Data for the task: Begin

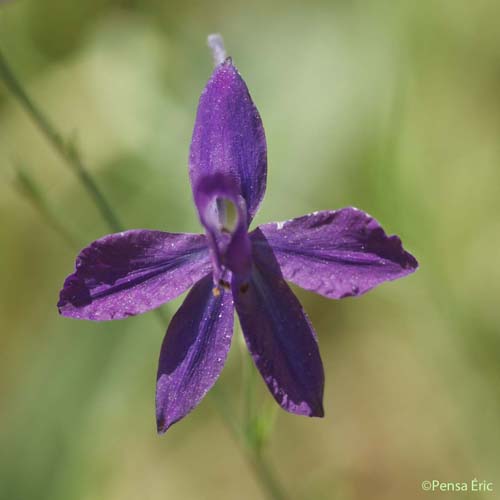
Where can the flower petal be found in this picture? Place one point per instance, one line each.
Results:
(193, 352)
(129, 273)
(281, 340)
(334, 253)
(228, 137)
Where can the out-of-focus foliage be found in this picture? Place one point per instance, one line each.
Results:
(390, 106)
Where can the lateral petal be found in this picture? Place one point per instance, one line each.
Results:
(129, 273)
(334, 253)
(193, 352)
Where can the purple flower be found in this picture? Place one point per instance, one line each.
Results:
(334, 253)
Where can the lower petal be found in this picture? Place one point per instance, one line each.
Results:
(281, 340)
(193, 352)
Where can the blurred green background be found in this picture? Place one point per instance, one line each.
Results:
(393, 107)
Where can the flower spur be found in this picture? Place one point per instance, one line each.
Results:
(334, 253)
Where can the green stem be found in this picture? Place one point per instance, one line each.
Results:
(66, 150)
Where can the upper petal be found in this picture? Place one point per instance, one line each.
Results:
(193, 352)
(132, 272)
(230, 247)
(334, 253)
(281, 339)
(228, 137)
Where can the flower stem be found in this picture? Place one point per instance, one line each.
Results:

Data for the task: End

- Work order
Give the number of lines in the records that contain the string "green", and nothing besides.

- Result of this task
2